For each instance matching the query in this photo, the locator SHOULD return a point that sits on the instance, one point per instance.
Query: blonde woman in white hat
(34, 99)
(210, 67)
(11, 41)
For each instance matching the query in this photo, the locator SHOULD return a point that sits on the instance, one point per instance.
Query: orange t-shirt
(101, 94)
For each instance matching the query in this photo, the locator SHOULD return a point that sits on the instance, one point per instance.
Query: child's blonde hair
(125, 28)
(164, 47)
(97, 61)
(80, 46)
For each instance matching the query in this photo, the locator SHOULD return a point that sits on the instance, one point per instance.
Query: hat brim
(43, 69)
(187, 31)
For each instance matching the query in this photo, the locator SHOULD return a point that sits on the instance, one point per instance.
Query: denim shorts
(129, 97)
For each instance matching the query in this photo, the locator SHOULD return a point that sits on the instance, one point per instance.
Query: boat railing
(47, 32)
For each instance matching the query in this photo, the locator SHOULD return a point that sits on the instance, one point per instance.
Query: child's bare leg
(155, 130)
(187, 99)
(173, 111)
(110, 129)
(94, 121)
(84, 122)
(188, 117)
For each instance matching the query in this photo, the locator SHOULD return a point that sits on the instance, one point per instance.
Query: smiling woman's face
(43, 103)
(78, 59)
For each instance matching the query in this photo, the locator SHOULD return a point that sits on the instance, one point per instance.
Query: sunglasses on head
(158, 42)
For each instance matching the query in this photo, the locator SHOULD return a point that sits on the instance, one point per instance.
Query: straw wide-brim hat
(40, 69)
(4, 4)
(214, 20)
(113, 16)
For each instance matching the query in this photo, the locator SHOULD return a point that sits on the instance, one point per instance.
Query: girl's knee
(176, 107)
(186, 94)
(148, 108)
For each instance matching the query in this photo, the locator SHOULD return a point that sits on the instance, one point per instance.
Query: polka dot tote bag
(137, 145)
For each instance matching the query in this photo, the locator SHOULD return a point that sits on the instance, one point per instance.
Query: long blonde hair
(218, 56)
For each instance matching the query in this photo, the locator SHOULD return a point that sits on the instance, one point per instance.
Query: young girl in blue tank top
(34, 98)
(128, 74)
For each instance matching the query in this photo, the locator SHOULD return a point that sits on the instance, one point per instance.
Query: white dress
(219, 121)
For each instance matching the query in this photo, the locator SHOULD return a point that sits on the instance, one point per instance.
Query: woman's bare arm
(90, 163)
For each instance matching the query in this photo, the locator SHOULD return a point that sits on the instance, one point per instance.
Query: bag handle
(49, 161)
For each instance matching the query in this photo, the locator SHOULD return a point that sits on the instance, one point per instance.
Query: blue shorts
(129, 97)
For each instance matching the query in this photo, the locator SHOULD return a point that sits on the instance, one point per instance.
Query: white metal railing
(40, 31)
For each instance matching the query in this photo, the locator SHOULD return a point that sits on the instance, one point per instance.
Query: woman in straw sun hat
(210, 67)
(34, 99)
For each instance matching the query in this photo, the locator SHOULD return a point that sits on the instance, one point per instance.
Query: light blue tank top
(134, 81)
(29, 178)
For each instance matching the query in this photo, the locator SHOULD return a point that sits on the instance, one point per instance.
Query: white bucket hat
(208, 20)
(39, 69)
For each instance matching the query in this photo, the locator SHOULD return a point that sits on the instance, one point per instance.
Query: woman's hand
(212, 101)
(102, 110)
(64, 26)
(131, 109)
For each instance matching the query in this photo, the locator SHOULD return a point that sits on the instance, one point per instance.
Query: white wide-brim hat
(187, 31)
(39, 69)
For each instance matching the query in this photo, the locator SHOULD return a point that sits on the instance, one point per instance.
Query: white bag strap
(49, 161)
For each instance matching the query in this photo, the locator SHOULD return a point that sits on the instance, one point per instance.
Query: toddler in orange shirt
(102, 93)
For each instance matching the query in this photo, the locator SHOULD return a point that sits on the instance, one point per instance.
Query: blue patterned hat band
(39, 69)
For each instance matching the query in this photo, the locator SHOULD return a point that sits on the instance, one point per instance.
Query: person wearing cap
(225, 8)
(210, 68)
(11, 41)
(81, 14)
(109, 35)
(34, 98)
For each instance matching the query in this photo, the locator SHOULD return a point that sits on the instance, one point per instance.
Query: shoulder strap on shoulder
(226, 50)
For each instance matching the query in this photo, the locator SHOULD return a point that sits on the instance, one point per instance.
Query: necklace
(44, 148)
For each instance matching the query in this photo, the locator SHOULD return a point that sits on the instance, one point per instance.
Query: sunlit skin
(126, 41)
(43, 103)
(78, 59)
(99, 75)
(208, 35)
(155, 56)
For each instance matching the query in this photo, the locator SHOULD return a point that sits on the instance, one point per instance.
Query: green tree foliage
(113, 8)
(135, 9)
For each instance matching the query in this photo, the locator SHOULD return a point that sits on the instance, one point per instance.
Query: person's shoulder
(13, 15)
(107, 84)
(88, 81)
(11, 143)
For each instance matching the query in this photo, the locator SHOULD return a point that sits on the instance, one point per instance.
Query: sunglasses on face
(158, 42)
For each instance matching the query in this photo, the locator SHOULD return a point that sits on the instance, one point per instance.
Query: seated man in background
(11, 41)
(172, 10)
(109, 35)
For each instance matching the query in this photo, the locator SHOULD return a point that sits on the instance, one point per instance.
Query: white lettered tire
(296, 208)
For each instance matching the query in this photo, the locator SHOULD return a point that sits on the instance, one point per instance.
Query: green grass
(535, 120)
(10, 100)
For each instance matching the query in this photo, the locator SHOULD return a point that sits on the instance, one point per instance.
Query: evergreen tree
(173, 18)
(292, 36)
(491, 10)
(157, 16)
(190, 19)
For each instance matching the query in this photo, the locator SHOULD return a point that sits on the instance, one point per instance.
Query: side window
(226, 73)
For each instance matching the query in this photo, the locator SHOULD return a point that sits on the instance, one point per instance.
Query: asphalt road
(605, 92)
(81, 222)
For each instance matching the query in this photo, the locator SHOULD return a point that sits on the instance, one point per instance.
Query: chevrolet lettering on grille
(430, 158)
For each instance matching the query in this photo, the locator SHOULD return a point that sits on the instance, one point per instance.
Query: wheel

□ □ □ □

Retype every record above exactly.

For each instance matching the query in this photo, the locator SHOULD return a point that sits on the instance, one point per instance.
Query: blonde woman in white hat
(34, 99)
(210, 67)
(11, 41)
For each instance matching the query in this photo, the locator SHOULD return a point that sits on the instance, one point per instance.
Query: orange t-shirt
(101, 94)
For each instance matching the query in this photo, the locator SHOULD return a point that sits on the instance, one point per instance.
Query: child's blonde hair
(125, 28)
(164, 47)
(97, 61)
(80, 46)
For each instance matching the query in this photo, the locator SHOULD return a point that sits on the instance, one point per instance.
Query: hat brim
(43, 69)
(187, 31)
For each instance matching the query in this photo, the locator SHOULD return a point that sits on the instance, one point per instance.
Query: denim shorts
(129, 97)
For each instance matching the query in this photo, the locator SHOULD return a point that sits on the instance, one point per instance.
Query: boat railing
(47, 32)
For each instance matching the query in this photo, the locator SHOULD return a point that sits on the instance, one point per instance.
Query: child's bare leg
(155, 130)
(187, 99)
(173, 111)
(110, 129)
(94, 121)
(84, 122)
(188, 117)
For each instance matching the query in this photo, the locator SHOULD return a point that sits on the instance, one point per instance.
Query: smiling woman's face
(43, 103)
(78, 59)
For each instance matching the query in this photo, the locator SHOULD return a point that sits on the instance, one point per instance.
Query: sunglasses on head
(158, 42)
For each instance matching the query in this photo, the locator SHOULD return a point that sits on the instance, one point per instance.
Query: straw wide-brim hat
(40, 69)
(4, 4)
(214, 20)
(113, 16)
For each instance matching the query in this photo, the locator SHOULD return a point that sits on the instance, one point per instance.
Query: girl's knee
(176, 107)
(186, 94)
(148, 108)
For each instance matching the query in this photo, the locator SHOULD return a point that sits on the instance, one point per instance.
Query: polka dot tote bag
(137, 145)
For each instance matching the query in this photo, the locator SHOULD return a point that sits on the instance, one point per instance.
Query: long blonde hair
(218, 56)
For each instance matching the query in this photo, the locator SHOULD return a point that sits on the instance, one point per instance.
Query: young girl in blue tank top
(34, 98)
(128, 74)
For each instance matching the query in this photo, the locator SHOULD return a point that sits on the instance, one point per instance.
Query: white dress
(219, 121)
For each instance matching the query in this photo, the locator SHOULD return a point that sits on the instance, one point per instance.
Query: woman's bare arm
(90, 163)
For each instance matching the query in this photo, the locator SHOULD return a point that sits on the instance, one point per instance.
Query: bag handle
(49, 161)
For each instance matching the query in this photo, the locator SHOULD return a point that sits on the instance, one point per instance.
Query: blue shorts
(129, 97)
For each instance matching the query in this photo, the locator SHOULD return a point that sits on the instance, one point per instance.
Query: white metal railing
(40, 31)
For each instance matching the query in this photo, the locator SHOULD return a point that sits on the instance, one point per instance.
Query: woman in straw sun hat
(210, 67)
(34, 99)
For each instance matching the query in this photo, the locator SHOULD return a point that sits on the instance, one point per instance.
Query: light blue tank top
(134, 81)
(29, 178)
For each instance matching the query in this photo, the locator SHOULD return a point that sits on the instance, one point per instance.
Query: white bucket hat
(208, 20)
(39, 69)
For each instance matching the query in this photo, the locator SHOULD return a point that sits on the instance, one point per instance.
Query: woman's hand
(212, 101)
(102, 110)
(64, 26)
(131, 109)
For each instance matching the query in this photo, the locator SHOULD return a point that sits on the instance, one point per instance.
Query: white wide-brim hat
(187, 31)
(39, 69)
For each instance matching the query in this photo, the locator SHOULD return a point that sits on the instance, one point per instance.
Query: white bag strap
(49, 161)
For each instance matching the query in this photo, the locator SHOULD return a point that sits on the instance, one point per instance.
Query: toddler in orange shirt
(102, 93)
For each instance matching the query in this photo, the locator SHOULD return a point that sits on the instance, one point per instance.
Query: blue patterned hat band
(39, 69)
For each instance matching the query in this photo, the locator SHOULD return a point that sits on the instance, one point per instance.
Query: person wearing cap
(225, 8)
(210, 68)
(11, 41)
(81, 14)
(109, 35)
(34, 98)
For each instance matching the query in this photo, the locator SHOULD return a point that sits on the instance, one point per instance.
Query: shoulder strap on shoulder
(226, 50)
For each instance matching the query in this photo, the locator SHOULD return a point that sits on the instance, one point per instance.
Query: necklace
(44, 148)
For each instance matching the query in this photo, the locator SHOULD return a point that sits on the instance, one point per instance.
Query: sunlit skin
(126, 41)
(43, 103)
(78, 59)
(99, 75)
(208, 35)
(155, 56)
For each instance matching the query in this photo, the locator SHOULD return a point that sits on the instance, one point per instance.
Query: green tree foliage
(113, 8)
(135, 9)
For each instance matching the query in this photo, the locator SHOULD return a point that sits on the instance, one point per instance.
Query: person's shoulder
(13, 15)
(107, 84)
(88, 81)
(11, 143)
For each instance matching the query in this photo, the locator SHOULD return a point that sits on the instance, one point per instance.
Query: sunglasses on face
(158, 42)
For each instance matching the query in this photo, the locator SHOULD return a point that sits on the instance, one point per instance.
Query: seated man in background
(11, 41)
(172, 10)
(109, 35)
For each instance matching the query in this photo, the locator SHOULD return a point that sits on the instance, one point per instance.
Query: white lettered tire
(296, 208)
For each instance matching the query in this photo, the locator SHOULD return a point that sits on the instance, one point per instance.
Query: green grass
(535, 120)
(10, 100)
For each instance matching the query in this photo, the locator SHOULD return a point that sits on the instance, one point per instance.
Query: evergreen tree
(173, 18)
(292, 36)
(491, 10)
(157, 16)
(190, 19)
For each instance matching the query in this photo, the locator SHOULD return a point that sits on the instance, one point per instance.
Query: side window
(226, 73)
For each instance matching the query in this photo, the locator SHOULD return a point that sits on the instance, one point per instance.
Query: asphalt road
(605, 92)
(81, 222)
For each instance matching the query in this photo, the locator SHOULD return a point that sits on the instance, one point per instance.
Query: chevrolet lettering on grille
(430, 158)
For each instance matching the query in this photo, the locator SHOULD return a point that sits on the instance, one point per instance.
Query: wheel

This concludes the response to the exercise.